▶ Provided records
● ● ● ●
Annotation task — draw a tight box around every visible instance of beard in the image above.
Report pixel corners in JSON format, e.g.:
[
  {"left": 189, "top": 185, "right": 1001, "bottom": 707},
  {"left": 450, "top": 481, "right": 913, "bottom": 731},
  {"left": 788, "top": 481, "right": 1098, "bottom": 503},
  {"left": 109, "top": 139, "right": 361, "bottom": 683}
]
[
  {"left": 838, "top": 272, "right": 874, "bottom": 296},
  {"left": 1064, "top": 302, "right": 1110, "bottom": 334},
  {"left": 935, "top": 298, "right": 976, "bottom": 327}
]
● ● ● ●
▶ Directions
Repeat the listing in full, keeping every line exactly as it is.

▶ Written response
Annotation task — draw a tight box around every visible instance of beard in the image above.
Report pixel corners in JSON format, e.g.:
[
  {"left": 189, "top": 185, "right": 1001, "bottom": 707},
  {"left": 450, "top": 481, "right": 913, "bottom": 731},
  {"left": 788, "top": 481, "right": 1098, "bottom": 503},
  {"left": 109, "top": 139, "right": 361, "bottom": 683}
]
[
  {"left": 838, "top": 272, "right": 874, "bottom": 296},
  {"left": 1064, "top": 302, "right": 1110, "bottom": 334},
  {"left": 935, "top": 298, "right": 976, "bottom": 327}
]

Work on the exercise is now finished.